* **Exercise prompt**
Could you reproduce all of the records exactly?

Source data:
-----
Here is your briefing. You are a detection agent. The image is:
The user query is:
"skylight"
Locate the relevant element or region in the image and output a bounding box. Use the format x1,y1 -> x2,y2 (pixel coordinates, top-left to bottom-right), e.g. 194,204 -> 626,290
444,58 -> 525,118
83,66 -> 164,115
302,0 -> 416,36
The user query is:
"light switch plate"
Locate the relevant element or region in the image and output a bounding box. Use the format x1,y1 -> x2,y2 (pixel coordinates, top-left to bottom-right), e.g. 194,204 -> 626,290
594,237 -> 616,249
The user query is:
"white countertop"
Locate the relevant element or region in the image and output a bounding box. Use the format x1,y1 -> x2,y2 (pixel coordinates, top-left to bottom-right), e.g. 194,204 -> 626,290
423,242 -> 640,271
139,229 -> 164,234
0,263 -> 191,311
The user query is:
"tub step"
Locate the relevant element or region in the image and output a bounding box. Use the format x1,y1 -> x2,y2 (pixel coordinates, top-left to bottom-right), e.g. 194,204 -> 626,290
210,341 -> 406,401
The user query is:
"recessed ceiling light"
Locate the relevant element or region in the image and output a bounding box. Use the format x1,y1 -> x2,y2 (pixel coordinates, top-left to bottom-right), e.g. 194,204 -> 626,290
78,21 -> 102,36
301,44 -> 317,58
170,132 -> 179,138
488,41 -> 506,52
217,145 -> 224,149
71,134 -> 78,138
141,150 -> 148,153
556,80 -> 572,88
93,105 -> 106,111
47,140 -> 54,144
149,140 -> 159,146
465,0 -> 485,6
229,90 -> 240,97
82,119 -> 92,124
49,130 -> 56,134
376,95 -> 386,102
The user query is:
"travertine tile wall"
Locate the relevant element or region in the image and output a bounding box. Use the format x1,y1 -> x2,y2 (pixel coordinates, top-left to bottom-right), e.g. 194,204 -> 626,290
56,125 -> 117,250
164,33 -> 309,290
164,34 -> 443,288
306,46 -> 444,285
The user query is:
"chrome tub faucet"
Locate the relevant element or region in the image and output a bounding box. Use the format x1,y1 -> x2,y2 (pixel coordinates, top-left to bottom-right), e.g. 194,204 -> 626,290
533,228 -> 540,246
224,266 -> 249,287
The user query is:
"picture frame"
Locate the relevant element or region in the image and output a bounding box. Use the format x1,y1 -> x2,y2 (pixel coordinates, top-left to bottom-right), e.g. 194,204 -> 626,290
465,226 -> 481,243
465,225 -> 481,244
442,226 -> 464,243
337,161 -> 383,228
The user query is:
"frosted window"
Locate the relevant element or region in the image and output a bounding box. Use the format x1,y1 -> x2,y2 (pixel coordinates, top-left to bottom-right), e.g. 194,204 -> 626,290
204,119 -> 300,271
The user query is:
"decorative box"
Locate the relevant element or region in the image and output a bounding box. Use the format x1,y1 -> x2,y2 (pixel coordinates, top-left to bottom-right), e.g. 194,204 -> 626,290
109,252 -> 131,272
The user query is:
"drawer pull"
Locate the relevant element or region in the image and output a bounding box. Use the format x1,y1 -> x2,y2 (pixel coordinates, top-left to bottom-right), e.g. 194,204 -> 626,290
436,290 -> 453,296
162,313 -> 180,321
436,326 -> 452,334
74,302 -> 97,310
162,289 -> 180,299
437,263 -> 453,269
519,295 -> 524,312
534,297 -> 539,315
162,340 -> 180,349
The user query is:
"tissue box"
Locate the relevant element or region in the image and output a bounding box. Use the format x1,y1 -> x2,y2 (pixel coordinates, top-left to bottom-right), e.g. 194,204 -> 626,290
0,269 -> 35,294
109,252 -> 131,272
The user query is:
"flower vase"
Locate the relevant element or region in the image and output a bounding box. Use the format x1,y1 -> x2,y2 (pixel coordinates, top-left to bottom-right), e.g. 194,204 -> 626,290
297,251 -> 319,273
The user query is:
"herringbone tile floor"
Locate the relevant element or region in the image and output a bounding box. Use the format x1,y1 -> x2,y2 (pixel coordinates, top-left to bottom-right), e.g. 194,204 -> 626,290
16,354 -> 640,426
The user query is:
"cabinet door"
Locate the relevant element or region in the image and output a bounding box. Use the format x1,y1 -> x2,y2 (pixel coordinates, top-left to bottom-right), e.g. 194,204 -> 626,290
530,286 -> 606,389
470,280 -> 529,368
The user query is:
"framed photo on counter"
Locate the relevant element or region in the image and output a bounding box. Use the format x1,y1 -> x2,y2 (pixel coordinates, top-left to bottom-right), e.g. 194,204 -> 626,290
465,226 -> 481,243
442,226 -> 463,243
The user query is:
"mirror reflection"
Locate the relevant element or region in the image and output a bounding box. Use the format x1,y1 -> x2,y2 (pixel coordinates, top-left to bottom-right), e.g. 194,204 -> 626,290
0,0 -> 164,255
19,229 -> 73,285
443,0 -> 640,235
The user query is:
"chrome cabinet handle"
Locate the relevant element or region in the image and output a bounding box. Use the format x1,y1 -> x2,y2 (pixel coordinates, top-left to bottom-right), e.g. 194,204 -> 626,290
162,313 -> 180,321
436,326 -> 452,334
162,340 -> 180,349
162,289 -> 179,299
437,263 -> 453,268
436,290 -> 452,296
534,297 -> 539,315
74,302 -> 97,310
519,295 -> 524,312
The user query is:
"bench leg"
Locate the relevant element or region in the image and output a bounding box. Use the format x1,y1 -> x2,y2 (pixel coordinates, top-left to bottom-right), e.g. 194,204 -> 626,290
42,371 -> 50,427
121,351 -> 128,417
-----
* **Response below**
Here is your briefing. You are a detection agent. The image is:
The user query is:
"skylight"
Locate the relevant element or region in the image and output a bounding box. Use the format x1,y1 -> x2,y2 (pixel coordinates, top-left to bottom-right), e.g. 194,204 -> 626,290
444,58 -> 525,118
83,66 -> 164,115
302,0 -> 416,36
The user query is:
"light switch plate"
Locate the relevant element or region in the image and output a bounding box. Use the format x1,y1 -> x2,y2 (pixel coordinates, top-left to bottom-right), e.g. 194,204 -> 626,290
594,237 -> 616,249
The user query is:
"white countertop"
Locate the relevant element or region in the image and output a bounding box. Use the format x1,y1 -> x2,y2 (pixel coordinates, top-left to bottom-right), e.g. 194,204 -> 626,290
423,242 -> 640,271
139,229 -> 164,234
0,263 -> 191,311
The user query is:
"tub step"
Locate the relevant element or region in the image and output a bounding box. Use the format x1,y1 -> x2,y2 (pixel coordinates, top-left to bottom-right), e.g. 194,204 -> 626,290
210,341 -> 406,401
The user query is:
"recessed ceiling light"
Locate the relevant element or region in the image and output a bounding box. Use the format x1,y1 -> x2,y2 (pixel coordinates, top-left to bottom-right), e.g. 194,204 -> 626,290
78,21 -> 102,36
301,44 -> 317,58
170,132 -> 179,138
488,41 -> 506,52
217,145 -> 224,149
71,134 -> 78,138
141,150 -> 148,153
556,80 -> 572,88
93,105 -> 106,111
47,140 -> 54,144
149,140 -> 159,146
465,0 -> 485,6
229,90 -> 240,97
82,119 -> 92,124
49,130 -> 56,134
376,95 -> 386,102
The user query is:
"travertine tile wall"
Locate the relevant element or region in the image and output a bounding box. Use the format x1,y1 -> x2,y2 (pixel coordinates, top-left to bottom-right), e.g. 194,204 -> 626,290
56,125 -> 117,250
164,33 -> 309,290
164,34 -> 443,288
306,46 -> 444,285
The user query is:
"chrome tub faucet"
Locate the relevant element or region in the image and output a bounding box. Use the format x1,y1 -> x2,y2 (pixel coordinates, top-left to bottom-right), e.g. 194,204 -> 626,290
533,228 -> 540,246
224,266 -> 249,287
The user query is:
"picture frame"
Locate the relevant element or region in the image and output a bounding box. Use the format x1,y1 -> x2,y2 (pixel coordinates, top-left to bottom-right), e.g. 194,204 -> 626,290
465,226 -> 481,243
465,225 -> 481,244
442,226 -> 464,243
337,161 -> 383,228
The user query is:
"frosted window"
Locate the relevant element or region in the image and output a bounding box. Use the format x1,y1 -> x2,y2 (pixel coordinates, top-left to bottom-right), e.g. 194,204 -> 626,290
204,119 -> 300,271
The user query is:
"decorative box"
Locate the relevant element or region in the image and output a bounding box. Use the format x1,y1 -> x2,y2 (pixel coordinates, top-left to bottom-right), e.g. 194,204 -> 626,290
109,252 -> 131,272
The user query is:
"drawer pull"
Locate the relevant element or region in the image and output a bounding box. Use the format x1,y1 -> x2,y2 (pixel coordinates, top-left to bottom-right), e.g. 194,204 -> 626,290
436,290 -> 453,296
162,313 -> 180,321
436,326 -> 452,334
74,302 -> 97,310
162,289 -> 180,299
437,263 -> 453,269
519,295 -> 524,312
534,297 -> 539,315
162,340 -> 180,349
The user query is:
"tissue box"
Locate the relevant element or region in the image and output a bounding box. Use the format x1,y1 -> x2,y2 (pixel coordinates, top-left to bottom-right), e.g. 194,204 -> 626,290
0,269 -> 35,294
109,252 -> 131,272
The user query is:
"flower vase"
Locate the relevant element or region in the image and output a bounding box. Use the format x1,y1 -> x2,y2 (pixel coordinates, top-left to bottom-right), e.g. 194,204 -> 626,290
297,251 -> 319,273
The user query is:
"herringbone tile floor"
Locate the relevant element or region in the image and output a bounding box. Use the format x1,y1 -> x2,y2 (pixel coordinates, top-left to bottom-right), e.g. 194,204 -> 626,290
16,354 -> 640,426
The user query is:
"cabinet door"
Locate the relevant element or region in the image and output a bounding box. Use the format x1,y1 -> x2,y2 (pixel coordinates, top-left to bottom-right), e.g. 194,204 -> 626,290
530,286 -> 606,389
470,280 -> 529,368
The user query is:
"framed photo on counter"
Locate the relevant element or region in the image and output a bounding box. Use the format x1,y1 -> x2,y2 (pixel coordinates, top-left to bottom-right), e.g. 194,204 -> 626,290
465,226 -> 481,243
442,226 -> 463,243
The user query is:
"mirror reflection"
Locate the relevant element or region in the image and output a bounding box. Use the format x1,y1 -> x2,y2 (pixel coordinates, top-left to bottom-right), e.g. 194,204 -> 626,290
0,0 -> 164,255
19,229 -> 73,285
443,0 -> 640,235
The user query is:
"chrome cabinet handle"
Locate the relevant element or region in the image and output a bounding box. Use the format x1,y1 -> x2,y2 (pixel coordinates, top-left to bottom-right), e.g. 194,204 -> 626,290
162,313 -> 180,321
436,326 -> 452,334
162,340 -> 180,349
162,289 -> 179,299
437,263 -> 453,268
436,290 -> 452,296
534,297 -> 539,315
74,302 -> 97,310
519,295 -> 524,312
The user query is:
"bench leg"
Locate the relevant element or region in the image and output a bounding box. Use the format x1,y1 -> x2,y2 (pixel coordinates, top-left to bottom-right), e.g. 194,204 -> 626,290
42,371 -> 50,427
121,351 -> 128,417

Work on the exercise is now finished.